Dataset entries
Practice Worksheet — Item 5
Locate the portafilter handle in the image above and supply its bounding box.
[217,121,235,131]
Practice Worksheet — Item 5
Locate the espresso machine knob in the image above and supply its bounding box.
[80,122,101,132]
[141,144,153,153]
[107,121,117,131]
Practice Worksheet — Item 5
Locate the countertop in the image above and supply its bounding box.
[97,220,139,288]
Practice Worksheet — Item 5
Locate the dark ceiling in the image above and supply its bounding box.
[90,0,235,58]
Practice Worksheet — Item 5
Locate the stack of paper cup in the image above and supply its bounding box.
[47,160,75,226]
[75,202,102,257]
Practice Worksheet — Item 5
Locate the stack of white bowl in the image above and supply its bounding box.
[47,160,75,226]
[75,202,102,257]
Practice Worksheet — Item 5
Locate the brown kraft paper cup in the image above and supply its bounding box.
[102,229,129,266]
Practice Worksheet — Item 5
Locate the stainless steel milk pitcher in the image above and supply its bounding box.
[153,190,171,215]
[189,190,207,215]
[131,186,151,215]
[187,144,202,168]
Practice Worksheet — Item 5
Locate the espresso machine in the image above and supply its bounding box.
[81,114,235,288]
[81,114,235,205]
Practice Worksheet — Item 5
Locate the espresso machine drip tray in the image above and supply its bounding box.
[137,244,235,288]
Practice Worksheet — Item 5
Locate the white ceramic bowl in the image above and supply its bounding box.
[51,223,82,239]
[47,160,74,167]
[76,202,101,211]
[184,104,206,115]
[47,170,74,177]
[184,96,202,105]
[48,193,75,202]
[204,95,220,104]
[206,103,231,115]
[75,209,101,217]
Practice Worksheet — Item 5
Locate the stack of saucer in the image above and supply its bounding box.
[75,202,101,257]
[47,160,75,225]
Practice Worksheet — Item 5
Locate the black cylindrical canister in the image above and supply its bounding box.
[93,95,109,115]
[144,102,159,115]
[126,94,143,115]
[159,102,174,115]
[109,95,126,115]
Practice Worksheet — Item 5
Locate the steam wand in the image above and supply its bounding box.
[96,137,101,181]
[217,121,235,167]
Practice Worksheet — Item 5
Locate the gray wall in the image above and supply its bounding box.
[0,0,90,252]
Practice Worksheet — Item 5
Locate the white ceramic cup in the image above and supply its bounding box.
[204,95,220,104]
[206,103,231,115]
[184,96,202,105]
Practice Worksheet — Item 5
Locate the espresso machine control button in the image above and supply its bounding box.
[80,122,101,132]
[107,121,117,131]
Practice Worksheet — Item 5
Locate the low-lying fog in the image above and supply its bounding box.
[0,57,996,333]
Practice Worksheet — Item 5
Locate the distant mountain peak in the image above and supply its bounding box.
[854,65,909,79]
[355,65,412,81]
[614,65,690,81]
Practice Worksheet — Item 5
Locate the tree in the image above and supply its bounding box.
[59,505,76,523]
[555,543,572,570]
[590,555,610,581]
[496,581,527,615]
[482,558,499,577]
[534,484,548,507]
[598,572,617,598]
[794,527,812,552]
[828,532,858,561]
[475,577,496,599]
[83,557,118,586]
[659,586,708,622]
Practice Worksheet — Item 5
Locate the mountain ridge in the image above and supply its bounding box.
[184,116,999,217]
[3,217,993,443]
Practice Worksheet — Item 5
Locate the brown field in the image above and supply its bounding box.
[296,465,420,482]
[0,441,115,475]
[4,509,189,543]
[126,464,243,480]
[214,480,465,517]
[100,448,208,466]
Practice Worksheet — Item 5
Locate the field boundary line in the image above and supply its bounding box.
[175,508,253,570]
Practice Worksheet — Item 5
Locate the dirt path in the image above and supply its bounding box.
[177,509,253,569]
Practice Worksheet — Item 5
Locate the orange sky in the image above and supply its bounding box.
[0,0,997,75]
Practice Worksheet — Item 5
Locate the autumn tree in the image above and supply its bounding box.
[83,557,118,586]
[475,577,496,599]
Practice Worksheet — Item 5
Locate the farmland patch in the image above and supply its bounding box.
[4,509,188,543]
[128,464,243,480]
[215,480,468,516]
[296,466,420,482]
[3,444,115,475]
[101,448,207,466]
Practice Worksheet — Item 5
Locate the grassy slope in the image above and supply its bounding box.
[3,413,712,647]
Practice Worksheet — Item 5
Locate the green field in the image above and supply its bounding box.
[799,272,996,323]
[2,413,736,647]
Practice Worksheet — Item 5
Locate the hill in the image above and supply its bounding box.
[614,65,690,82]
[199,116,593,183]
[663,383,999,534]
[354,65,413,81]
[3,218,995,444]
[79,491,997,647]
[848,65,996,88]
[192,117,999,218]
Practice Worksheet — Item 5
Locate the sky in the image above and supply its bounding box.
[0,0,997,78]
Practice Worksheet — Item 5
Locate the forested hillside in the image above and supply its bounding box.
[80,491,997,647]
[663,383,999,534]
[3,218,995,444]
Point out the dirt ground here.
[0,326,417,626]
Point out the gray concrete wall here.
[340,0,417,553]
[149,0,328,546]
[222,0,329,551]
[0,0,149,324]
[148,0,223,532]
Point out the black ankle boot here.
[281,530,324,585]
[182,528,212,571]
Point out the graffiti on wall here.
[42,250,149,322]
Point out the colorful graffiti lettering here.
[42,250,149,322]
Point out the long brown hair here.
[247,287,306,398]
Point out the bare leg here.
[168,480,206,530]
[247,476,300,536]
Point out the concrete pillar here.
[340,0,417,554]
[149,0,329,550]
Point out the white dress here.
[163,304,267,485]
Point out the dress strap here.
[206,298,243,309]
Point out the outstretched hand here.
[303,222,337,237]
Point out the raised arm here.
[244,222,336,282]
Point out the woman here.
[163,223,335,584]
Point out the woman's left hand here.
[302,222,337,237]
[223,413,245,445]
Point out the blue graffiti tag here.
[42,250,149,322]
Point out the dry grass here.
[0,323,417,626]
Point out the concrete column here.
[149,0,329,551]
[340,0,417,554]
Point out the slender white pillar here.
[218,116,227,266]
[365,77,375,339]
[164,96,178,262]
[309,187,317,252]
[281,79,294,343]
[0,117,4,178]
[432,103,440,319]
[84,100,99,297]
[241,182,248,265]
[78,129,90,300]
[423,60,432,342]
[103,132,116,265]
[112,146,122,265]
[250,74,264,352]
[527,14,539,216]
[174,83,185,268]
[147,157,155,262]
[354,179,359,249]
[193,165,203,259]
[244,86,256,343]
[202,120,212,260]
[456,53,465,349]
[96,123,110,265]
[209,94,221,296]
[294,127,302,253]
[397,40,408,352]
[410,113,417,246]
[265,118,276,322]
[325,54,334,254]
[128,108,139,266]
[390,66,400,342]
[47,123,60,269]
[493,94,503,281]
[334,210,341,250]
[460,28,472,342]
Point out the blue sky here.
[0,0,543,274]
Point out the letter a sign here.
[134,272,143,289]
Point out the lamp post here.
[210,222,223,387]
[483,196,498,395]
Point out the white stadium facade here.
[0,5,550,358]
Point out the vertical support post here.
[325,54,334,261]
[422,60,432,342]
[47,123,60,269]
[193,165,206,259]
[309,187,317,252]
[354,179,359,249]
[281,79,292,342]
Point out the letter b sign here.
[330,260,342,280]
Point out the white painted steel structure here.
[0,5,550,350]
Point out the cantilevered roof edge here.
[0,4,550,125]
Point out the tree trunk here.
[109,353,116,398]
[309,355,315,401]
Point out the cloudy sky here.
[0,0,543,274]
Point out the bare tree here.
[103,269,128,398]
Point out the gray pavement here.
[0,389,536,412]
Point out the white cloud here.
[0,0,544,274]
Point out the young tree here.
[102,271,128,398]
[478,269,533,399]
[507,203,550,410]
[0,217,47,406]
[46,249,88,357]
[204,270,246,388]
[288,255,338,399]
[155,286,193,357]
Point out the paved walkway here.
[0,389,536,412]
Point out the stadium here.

[WORK REQUIRED]
Please arrange the lines above as a numbered list, omitting any blank lines.

[OUTPUT FOR THIS TASK]
1. Practice Worksheet — Item 5
2. Locate the portafilter handle in the image above and supply its bounding box.
3. [217,121,235,131]
4. Practice Worksheet — Item 5
5. Locate the espresso machine knob in the image above and supply its bounding box.
6. [80,122,101,132]
7. [141,144,153,153]
8. [107,121,117,131]
9. Practice Worksheet — Item 5
10. Locate the countertop in the image above and supply its bounding box.
11. [97,220,139,288]
12. Practice Worksheet — Item 5
13. Locate the dark ceiling in the image above and supply its bounding box.
14. [90,0,235,58]
15. Practice Worksheet — Item 5
16. Locate the stack of paper cup in the image above and supply its bounding box.
17. [47,160,75,226]
18. [75,202,102,257]
19. Practice Worksheet — Item 5
20. Locate the stack of white bowl in the image above and supply its bounding box.
21. [47,160,75,226]
22. [75,202,102,257]
23. Practice Worksheet — Item 5
24. Locate the brown kraft paper cup in the image above and supply its bounding box.
25. [102,229,129,266]
26. Practice Worksheet — Item 5
27. Locate the stainless steel milk pitcher in the image above and supply its bounding box.
28. [153,190,171,215]
29. [189,190,207,215]
30. [131,186,151,215]
31. [187,144,202,168]
32. Practice Worksheet — Item 5
33. Locate the espresso machine in the image above and supply its bounding box.
34. [81,114,235,288]
35. [81,114,235,205]
36. Practice Worksheet — Item 5
37. Locate the espresso machine drip tray in the image above and supply its bounding box.
38. [137,244,235,288]
39. Practice Worksheet — Item 5
40. Locate the white ceramic bowl in the image above and supply its bounding box.
41. [51,223,82,239]
42. [47,160,74,167]
43. [76,202,101,211]
44. [184,104,206,115]
45. [47,170,74,177]
46. [184,96,202,105]
47. [48,193,75,202]
48. [204,95,220,104]
49. [206,103,231,115]
50. [75,209,101,217]
51. Practice Worksheet — Item 5
52. Locate the stack of saucer in the image above and supply its bounding box.
53. [75,202,101,257]
54. [47,160,75,225]
55. Practice Worksheet — Item 5
56. Locate the black cylindrical canister in the image above and supply its bounding box.
57. [93,95,109,115]
58. [144,102,159,115]
59. [126,94,143,115]
60. [159,102,174,115]
61. [109,95,126,115]
62. Practice Worksheet — Item 5
63. Locate the steam wand in the image above and supply its bounding box.
64. [96,137,101,181]
65. [217,121,235,167]
66. Practice Worksheet — Item 5
67. Locate the gray wall in the image above and supply its bounding box.
68. [0,0,90,252]
69. Practice Worksheet — Item 5
70. Locate the white ceramic cup in the image above and supply its bounding box.
71. [204,95,220,104]
72. [206,103,231,115]
73. [184,96,202,105]
74. Practice Worksheet — Item 5
75. Locate the espresso machine control button in the image above and supply its bounding box.
76. [80,122,101,132]
77. [107,121,117,131]
78. Practice Worksheet — Item 5
79. Locate the low-lying fog in the image above and supply its bounding box.
80. [0,57,996,333]
81. Practice Worksheet — Item 5
82. Locate the distant mountain peak in the image above and supply its bounding box.
83. [854,65,909,79]
84. [355,65,412,81]
85. [614,65,690,81]
86. Practice Worksheet — Item 5
87. Locate the tree in the image above and supply its bounding box.
88. [59,505,76,523]
89. [555,543,572,570]
90. [590,555,610,581]
91. [496,581,527,615]
92. [482,558,499,577]
93. [534,484,548,507]
94. [598,572,617,598]
95. [794,527,812,552]
96. [828,532,858,561]
97. [475,577,496,599]
98. [83,557,118,586]
99. [659,586,708,622]
100. Practice Worksheet — Item 5
101. Locate the mountain ridge in the image above and supply its bounding box.
102. [184,116,999,217]
103. [3,217,993,443]
104. Practice Worksheet — Item 5
105. Locate the brown field in the image above and supply its bounding box.
106. [296,465,420,482]
107. [0,441,115,475]
108. [4,509,189,543]
109. [126,464,243,480]
110. [214,480,465,517]
111. [100,448,208,466]
112. Practice Worksheet — Item 5
113. Locate the field boundary line in the image above and supply its bounding box.
114. [175,508,253,570]
115. Practice Worksheet — Item 5
116. Locate the dirt path in the image above and supply its bounding box.
117. [177,509,253,569]
118. Practice Worksheet — Item 5
119. Locate the orange sky in the image above and supply its bounding box.
120. [0,0,997,75]
121. Practice Worksheet — Item 5
122. Locate the autumn tree in the image above and supply its bounding box.
123. [83,557,118,586]
124. [475,577,496,599]
125. Practice Worksheet — Item 5
126. Locate the farmland patch in the image above and supply its bounding box.
127. [4,509,188,543]
128. [128,464,243,480]
129. [215,480,468,516]
130. [296,466,420,482]
131. [3,444,115,475]
132. [101,448,207,466]
133. Practice Worksheet — Item 5
134. Locate the grassy slope in the image above and supply its bounding box.
135. [3,413,712,647]
136. Practice Worksheet — Item 5
137. Locate the green field in the image above and supply its bounding box.
138. [799,272,996,323]
139. [2,413,736,647]
140. Practice Worksheet — Item 5
141. Locate the hill in the image above and supply its bounding box.
142. [614,65,690,82]
143. [199,116,593,183]
144. [663,383,999,534]
145. [354,65,413,81]
146. [3,218,995,444]
147. [79,491,997,647]
148. [848,65,996,88]
149. [192,117,999,218]
150. Practice Worksheet — Item 5
151. Locate the sky in the image above and supply its bounding box.
152. [0,0,997,78]
153. Practice Worksheet — Item 5
154. Locate the forested hillside in the image above and supply its bounding box.
155. [80,491,997,647]
156. [663,383,999,534]
157. [3,218,995,444]
158. Point out the dirt ground here.
159. [0,326,417,626]
160. Point out the gray concrete wall here.
161. [340,0,417,553]
162. [149,0,328,546]
163. [222,0,329,551]
164. [0,0,149,324]
165. [148,0,223,532]
166. Point out the black ankle boot here.
167. [281,530,324,585]
168. [182,528,212,571]
169. Point out the graffiti on wall here.
170. [42,250,149,322]
171. Point out the colorful graffiti lettering here.
172. [42,250,149,322]
173. Point out the long brown hair here.
174. [247,287,306,398]
175. Point out the bare leg here.
176. [168,480,206,530]
177. [247,476,300,536]
178. Point out the concrete pillar here.
179. [340,0,417,554]
180. [149,0,329,550]
181. Point out the white dress here.
182. [163,304,267,485]
183. Point out the dress strap here.
184. [206,298,243,309]
185. Point out the outstretched hand here.
186. [303,222,337,237]
187. Point out the raised arm here.
188. [244,222,336,282]
189. Point out the woman here.
190. [163,223,335,584]
191. Point out the woman's left hand here.
192. [302,222,337,237]
193. [223,413,245,445]
194. Point out the blue graffiti tag here.
195. [42,250,149,322]
196. Point out the dry grass here.
197. [0,323,417,626]
198. Point out the concrete column here.
199. [149,0,329,551]
200. [340,0,417,554]
201. Point out the slender white pillar here.
202. [218,116,227,266]
203. [365,77,375,339]
204. [164,96,178,262]
205. [309,187,317,252]
206. [281,79,294,343]
207. [0,117,4,178]
208. [432,103,440,319]
209. [84,100,99,297]
210. [241,182,248,265]
211. [78,129,90,300]
212. [423,60,432,342]
213. [103,132,116,265]
214. [112,146,122,265]
215. [250,74,264,352]
216. [527,14,539,216]
217. [174,83,185,268]
218. [147,157,155,262]
219. [354,179,359,249]
220. [193,165,203,259]
221. [244,86,256,343]
222. [202,120,212,260]
223. [456,53,465,349]
224. [96,123,110,265]
225. [209,94,221,296]
226. [294,127,302,253]
227. [397,40,408,352]
228. [410,113,417,246]
229. [265,118,276,322]
230. [325,54,334,254]
231. [128,108,139,266]
232. [390,66,400,342]
233. [47,123,60,269]
234. [493,94,503,281]
235. [334,210,341,250]
236. [460,28,472,342]
237. Point out the blue sky here.
238. [0,0,543,274]
239. Point out the letter a sign here.
240. [134,272,143,289]
241. Point out the lamp post here.
242. [210,222,223,387]
243. [483,196,498,395]
244. Point out the white stadium facade here.
245. [0,5,550,358]
246. Point out the vertical support post here.
247. [325,54,334,261]
248. [422,60,432,342]
249. [47,123,60,269]
250. [193,165,206,259]
251. [309,187,317,252]
252. [354,179,359,249]
253. [281,79,292,342]
254. Point out the letter b sign here.
255. [330,260,342,280]
256. Point out the white painted steel structure here.
257. [0,5,550,350]
258. Point out the cantilevered roof edge here.
259. [0,4,550,125]
260. Point out the tree trunk here.
261. [109,353,116,398]
262. [309,355,315,401]
263. Point out the cloudy sky here.
264. [0,0,543,274]
265. Point out the bare tree here.
266. [103,269,128,398]
267. Point out the gray pavement here.
268. [0,389,536,412]
269. Point out the white cloud here.
270. [0,0,544,274]
271. Point out the young tree here.
272. [102,271,128,398]
273. [478,269,533,399]
274. [507,203,550,410]
275. [0,217,47,406]
276. [46,249,88,357]
277. [204,270,246,388]
278. [288,255,338,399]
279. [155,286,193,357]
280. Point out the paved walkway here.
281. [0,389,536,412]
282. Point out the stadium here.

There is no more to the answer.